→ Provided information
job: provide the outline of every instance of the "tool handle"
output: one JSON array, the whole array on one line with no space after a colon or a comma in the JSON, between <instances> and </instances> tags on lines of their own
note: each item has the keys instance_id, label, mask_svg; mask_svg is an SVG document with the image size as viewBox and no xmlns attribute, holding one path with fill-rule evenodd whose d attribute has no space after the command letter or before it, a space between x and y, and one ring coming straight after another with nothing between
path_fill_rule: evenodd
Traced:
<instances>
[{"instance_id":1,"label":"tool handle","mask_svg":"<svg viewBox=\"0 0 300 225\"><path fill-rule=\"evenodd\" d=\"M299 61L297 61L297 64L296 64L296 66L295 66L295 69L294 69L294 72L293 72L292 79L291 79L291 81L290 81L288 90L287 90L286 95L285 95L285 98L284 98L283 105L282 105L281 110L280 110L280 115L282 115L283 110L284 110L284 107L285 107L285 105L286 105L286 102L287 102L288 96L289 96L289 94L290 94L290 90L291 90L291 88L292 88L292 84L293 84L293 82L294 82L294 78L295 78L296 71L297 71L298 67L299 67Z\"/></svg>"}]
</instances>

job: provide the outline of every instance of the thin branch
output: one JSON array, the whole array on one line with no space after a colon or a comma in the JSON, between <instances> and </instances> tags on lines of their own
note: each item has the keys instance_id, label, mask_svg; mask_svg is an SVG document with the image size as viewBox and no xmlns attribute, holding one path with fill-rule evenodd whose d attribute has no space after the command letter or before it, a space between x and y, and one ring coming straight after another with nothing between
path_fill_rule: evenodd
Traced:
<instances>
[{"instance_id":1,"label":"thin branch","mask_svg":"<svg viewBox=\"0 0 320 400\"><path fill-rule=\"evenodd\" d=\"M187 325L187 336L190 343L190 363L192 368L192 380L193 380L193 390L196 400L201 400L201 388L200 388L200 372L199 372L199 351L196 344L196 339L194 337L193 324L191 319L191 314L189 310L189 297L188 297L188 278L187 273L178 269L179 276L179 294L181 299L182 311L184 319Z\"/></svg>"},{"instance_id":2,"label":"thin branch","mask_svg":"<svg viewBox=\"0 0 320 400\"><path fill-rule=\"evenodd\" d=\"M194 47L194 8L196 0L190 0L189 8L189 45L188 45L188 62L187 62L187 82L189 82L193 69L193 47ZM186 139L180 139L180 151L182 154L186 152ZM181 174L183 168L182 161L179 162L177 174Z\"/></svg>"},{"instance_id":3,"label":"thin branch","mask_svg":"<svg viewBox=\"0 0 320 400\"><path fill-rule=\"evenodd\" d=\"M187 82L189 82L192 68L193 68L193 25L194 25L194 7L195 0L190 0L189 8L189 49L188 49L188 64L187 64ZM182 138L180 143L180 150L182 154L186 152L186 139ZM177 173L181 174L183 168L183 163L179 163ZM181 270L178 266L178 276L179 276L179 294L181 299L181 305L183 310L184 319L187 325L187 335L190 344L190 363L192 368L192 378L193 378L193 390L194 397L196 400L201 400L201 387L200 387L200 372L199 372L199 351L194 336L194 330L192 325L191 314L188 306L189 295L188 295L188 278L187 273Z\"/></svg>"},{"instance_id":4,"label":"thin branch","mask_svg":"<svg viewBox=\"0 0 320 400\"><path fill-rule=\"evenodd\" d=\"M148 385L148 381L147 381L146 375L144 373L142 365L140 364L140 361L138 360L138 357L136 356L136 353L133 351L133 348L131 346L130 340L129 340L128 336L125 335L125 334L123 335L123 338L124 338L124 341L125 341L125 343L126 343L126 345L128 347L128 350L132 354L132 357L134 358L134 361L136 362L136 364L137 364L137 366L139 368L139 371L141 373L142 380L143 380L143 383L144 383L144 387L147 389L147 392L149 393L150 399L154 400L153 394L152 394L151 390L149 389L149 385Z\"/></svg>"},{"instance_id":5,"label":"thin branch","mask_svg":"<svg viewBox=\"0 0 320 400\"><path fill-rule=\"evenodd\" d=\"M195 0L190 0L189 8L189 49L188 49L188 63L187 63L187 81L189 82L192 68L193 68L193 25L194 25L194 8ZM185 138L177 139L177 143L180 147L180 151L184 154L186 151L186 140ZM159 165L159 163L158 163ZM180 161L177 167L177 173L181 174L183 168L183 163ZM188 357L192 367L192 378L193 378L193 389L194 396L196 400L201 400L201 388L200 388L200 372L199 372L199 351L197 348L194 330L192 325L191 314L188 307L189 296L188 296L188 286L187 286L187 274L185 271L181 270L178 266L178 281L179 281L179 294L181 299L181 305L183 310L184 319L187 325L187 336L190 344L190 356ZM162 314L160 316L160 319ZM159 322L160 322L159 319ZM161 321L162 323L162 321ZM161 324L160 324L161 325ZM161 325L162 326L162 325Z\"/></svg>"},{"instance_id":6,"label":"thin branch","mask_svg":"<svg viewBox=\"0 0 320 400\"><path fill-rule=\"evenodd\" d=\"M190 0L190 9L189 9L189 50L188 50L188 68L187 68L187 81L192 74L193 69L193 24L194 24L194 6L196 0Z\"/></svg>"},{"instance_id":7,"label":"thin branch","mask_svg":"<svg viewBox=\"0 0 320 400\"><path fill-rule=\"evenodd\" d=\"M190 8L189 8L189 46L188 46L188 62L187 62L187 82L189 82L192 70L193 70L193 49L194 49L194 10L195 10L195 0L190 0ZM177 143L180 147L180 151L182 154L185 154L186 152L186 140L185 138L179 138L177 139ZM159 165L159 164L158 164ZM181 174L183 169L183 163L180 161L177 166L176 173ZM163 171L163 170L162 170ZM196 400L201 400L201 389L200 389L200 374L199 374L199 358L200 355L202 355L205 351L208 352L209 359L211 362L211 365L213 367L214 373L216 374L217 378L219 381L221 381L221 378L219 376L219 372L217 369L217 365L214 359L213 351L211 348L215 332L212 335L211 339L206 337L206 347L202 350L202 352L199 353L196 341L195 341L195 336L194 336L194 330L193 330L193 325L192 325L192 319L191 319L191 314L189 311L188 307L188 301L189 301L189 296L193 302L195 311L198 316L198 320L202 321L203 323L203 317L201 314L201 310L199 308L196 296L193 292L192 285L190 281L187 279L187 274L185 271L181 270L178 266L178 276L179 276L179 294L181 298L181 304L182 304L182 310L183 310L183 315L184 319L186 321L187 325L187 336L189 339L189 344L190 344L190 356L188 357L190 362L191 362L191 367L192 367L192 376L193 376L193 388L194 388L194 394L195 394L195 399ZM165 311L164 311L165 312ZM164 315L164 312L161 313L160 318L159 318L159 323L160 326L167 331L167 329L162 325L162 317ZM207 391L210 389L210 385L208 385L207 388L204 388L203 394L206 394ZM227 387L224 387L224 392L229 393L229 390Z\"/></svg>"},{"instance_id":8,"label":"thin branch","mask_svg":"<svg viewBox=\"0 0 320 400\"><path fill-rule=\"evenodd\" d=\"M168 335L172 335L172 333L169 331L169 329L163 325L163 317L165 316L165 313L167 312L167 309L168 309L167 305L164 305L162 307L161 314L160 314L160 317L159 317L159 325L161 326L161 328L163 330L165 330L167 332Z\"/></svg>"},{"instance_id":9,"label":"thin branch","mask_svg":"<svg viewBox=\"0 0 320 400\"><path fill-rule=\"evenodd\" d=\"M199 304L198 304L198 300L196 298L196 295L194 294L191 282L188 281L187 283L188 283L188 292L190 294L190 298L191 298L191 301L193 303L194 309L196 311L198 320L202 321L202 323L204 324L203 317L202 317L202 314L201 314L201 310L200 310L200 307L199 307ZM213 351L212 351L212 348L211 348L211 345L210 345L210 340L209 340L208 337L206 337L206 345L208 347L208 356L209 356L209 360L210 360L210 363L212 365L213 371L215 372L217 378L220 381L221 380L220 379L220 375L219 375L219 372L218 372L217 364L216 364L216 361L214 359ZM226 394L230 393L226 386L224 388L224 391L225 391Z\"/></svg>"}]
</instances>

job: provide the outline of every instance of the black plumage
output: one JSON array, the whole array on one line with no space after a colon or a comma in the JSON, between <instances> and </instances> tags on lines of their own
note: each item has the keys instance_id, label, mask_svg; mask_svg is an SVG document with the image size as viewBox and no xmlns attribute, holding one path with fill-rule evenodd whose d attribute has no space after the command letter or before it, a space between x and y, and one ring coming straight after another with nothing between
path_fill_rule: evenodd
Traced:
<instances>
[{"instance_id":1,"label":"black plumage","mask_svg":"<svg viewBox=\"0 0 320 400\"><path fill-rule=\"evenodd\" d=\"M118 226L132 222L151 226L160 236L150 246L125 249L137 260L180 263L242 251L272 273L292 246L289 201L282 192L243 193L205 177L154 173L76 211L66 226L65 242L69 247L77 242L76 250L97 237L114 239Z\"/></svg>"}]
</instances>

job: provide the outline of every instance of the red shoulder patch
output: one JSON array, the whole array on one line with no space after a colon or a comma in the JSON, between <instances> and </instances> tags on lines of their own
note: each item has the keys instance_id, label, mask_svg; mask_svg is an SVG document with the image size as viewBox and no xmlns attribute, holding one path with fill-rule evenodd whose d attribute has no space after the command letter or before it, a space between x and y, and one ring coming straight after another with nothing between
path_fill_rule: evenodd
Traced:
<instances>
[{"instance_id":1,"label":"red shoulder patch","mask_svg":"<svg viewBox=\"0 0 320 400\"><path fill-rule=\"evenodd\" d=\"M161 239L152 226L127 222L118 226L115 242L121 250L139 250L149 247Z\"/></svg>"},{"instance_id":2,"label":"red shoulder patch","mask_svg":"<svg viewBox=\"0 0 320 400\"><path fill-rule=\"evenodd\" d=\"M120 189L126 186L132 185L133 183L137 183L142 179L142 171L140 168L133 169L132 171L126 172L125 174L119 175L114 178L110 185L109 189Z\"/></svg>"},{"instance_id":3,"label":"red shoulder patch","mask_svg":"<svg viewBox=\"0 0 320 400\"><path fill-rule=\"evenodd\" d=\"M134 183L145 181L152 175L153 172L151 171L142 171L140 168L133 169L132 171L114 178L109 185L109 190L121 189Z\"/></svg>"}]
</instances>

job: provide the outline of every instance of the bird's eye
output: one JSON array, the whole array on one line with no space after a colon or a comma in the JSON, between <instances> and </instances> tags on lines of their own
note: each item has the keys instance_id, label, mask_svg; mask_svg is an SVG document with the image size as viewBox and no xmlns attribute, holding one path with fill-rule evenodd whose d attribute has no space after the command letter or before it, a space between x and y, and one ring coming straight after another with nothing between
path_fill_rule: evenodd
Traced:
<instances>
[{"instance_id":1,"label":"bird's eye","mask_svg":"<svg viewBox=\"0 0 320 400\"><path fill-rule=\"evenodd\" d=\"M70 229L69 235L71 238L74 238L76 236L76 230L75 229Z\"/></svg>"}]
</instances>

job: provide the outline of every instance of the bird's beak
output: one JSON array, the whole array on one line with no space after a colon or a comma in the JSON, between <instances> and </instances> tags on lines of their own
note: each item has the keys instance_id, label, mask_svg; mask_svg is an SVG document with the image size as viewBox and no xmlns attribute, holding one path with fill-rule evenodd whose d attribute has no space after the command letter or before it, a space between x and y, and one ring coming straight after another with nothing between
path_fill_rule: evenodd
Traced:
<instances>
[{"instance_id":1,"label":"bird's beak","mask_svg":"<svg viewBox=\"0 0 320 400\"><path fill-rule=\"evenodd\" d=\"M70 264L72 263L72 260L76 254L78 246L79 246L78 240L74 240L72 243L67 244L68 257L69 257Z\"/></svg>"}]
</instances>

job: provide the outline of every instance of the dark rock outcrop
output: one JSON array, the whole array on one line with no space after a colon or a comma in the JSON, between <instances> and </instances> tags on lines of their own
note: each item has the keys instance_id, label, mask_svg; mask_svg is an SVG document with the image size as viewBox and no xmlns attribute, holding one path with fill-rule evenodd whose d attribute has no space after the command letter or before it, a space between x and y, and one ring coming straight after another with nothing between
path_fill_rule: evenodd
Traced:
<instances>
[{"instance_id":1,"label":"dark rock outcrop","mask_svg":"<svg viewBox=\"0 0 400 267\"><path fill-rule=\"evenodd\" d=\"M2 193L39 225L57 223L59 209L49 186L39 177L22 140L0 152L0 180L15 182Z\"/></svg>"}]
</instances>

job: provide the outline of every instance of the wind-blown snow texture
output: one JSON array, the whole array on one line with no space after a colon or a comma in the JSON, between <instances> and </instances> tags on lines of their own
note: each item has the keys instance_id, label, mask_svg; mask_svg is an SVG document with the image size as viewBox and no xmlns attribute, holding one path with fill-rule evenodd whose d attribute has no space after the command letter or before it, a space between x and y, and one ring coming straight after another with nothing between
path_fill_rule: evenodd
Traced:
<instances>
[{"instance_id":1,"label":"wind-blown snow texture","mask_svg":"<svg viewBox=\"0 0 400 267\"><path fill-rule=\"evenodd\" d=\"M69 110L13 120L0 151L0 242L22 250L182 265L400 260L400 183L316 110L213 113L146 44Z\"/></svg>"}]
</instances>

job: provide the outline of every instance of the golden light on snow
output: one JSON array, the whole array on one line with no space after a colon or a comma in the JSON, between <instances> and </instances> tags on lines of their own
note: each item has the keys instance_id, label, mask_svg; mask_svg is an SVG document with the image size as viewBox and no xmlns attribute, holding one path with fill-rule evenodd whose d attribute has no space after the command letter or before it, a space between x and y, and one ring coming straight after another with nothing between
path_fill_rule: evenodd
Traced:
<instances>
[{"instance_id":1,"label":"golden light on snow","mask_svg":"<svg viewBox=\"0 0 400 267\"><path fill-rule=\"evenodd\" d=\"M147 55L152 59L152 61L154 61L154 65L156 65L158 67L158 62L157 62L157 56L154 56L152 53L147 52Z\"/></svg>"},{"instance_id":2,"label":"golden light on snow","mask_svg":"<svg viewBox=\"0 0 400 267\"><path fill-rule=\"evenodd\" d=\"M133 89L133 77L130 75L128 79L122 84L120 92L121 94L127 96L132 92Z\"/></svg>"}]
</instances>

→ What needs to be done
Search the data for the word "every" and copy each line where it appears.

→ Result for this task
job: provide the outline of every instance of the "tool handle"
job: provide the outline of every instance of the thin branch
job: provide the outline of every instance of the black plumage
job: provide the outline of every instance of the red shoulder patch
job: provide the outline of every instance of the bird's eye
job: provide the outline of every instance of the bird's beak
job: provide the outline of every instance of the dark rock outcrop
job: provide the outline of every instance of the wind-blown snow texture
job: provide the outline of every instance of the golden light on snow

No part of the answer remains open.